*** Opening Records ***

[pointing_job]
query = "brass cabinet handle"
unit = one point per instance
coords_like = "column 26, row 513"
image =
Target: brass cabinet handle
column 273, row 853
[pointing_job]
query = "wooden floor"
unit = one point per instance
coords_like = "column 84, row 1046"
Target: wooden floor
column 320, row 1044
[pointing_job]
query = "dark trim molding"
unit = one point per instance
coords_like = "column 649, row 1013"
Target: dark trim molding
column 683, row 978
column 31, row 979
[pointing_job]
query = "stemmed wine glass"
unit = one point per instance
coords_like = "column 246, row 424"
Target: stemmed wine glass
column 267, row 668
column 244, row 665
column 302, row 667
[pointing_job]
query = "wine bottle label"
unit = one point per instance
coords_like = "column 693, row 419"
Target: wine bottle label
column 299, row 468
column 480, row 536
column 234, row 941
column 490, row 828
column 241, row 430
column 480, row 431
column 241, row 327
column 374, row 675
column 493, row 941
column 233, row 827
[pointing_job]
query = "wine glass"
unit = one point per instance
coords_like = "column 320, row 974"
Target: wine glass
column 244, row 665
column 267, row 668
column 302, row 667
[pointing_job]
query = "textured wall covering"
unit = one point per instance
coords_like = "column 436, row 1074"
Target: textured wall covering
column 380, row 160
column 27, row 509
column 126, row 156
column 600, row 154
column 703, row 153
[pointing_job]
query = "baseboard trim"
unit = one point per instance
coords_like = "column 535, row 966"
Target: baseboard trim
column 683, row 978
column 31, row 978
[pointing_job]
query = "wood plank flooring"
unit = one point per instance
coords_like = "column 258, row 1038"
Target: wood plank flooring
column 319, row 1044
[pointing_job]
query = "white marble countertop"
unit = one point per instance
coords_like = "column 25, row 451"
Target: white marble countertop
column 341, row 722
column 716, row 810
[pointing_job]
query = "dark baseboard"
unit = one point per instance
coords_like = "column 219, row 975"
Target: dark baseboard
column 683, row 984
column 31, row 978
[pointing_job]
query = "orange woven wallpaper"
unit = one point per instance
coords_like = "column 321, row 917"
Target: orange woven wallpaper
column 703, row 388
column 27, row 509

*** Closing Records ***

▸ **Problem requirements**: Extract the complete set of records unchanged.

▸ **Reply to the task**:
[pointing_job]
query = "brass cabinet handle"
unit = one point per instance
coords_like = "column 26, row 513"
image =
Target: brass cabinet handle
column 273, row 853
[pointing_job]
query = "wooden floor"
unit = one point per instance
coords_like = "column 84, row 1046"
Target: wooden floor
column 320, row 1044
[pointing_job]
query = "dark trim molding"
unit = one point per instance
coords_like = "column 649, row 1013"
Target: dark trim molding
column 683, row 978
column 31, row 979
[pointing_job]
query = "stemmed wine glass"
unit = one point per instance
coords_like = "column 246, row 424"
Target: stemmed wine glass
column 267, row 668
column 244, row 665
column 302, row 667
[pointing_job]
query = "wine bottle label"
unit = one point per instance
coords_like = "column 693, row 419"
Target: wine bottle label
column 299, row 468
column 480, row 536
column 234, row 941
column 490, row 828
column 241, row 430
column 480, row 431
column 241, row 327
column 374, row 675
column 493, row 941
column 233, row 827
[pointing_job]
query = "wine glass"
unit = one point per instance
coords_like = "column 320, row 974"
Target: wine glass
column 244, row 665
column 267, row 668
column 302, row 667
[pointing_job]
query = "textured wall covering"
unit = one point per instance
coords_like = "column 436, row 1074"
Target: textured wall covering
column 380, row 160
column 27, row 509
column 126, row 156
column 600, row 154
column 703, row 153
[pointing_job]
query = "baseboard trim"
unit = one point per instance
coords_like = "column 535, row 966"
Target: baseboard trim
column 683, row 978
column 31, row 978
[pointing_job]
query = "wood plank flooring"
unit = one point per instance
coords_like = "column 258, row 1038"
Target: wood plank flooring
column 319, row 1044
[pointing_job]
query = "white marble countertop"
unit = one point per instance
coords_like = "column 25, row 451"
Target: white marble countertop
column 341, row 722
column 716, row 810
[pointing_job]
query = "dark baseboard"
unit = one point per instance
coords_like = "column 219, row 975"
Target: dark baseboard
column 683, row 984
column 31, row 978
[pointing_job]
query = "orange woven wallpaper"
unit = one point per instance
coords_like = "column 321, row 917"
Target: orange woven wallpaper
column 703, row 388
column 27, row 509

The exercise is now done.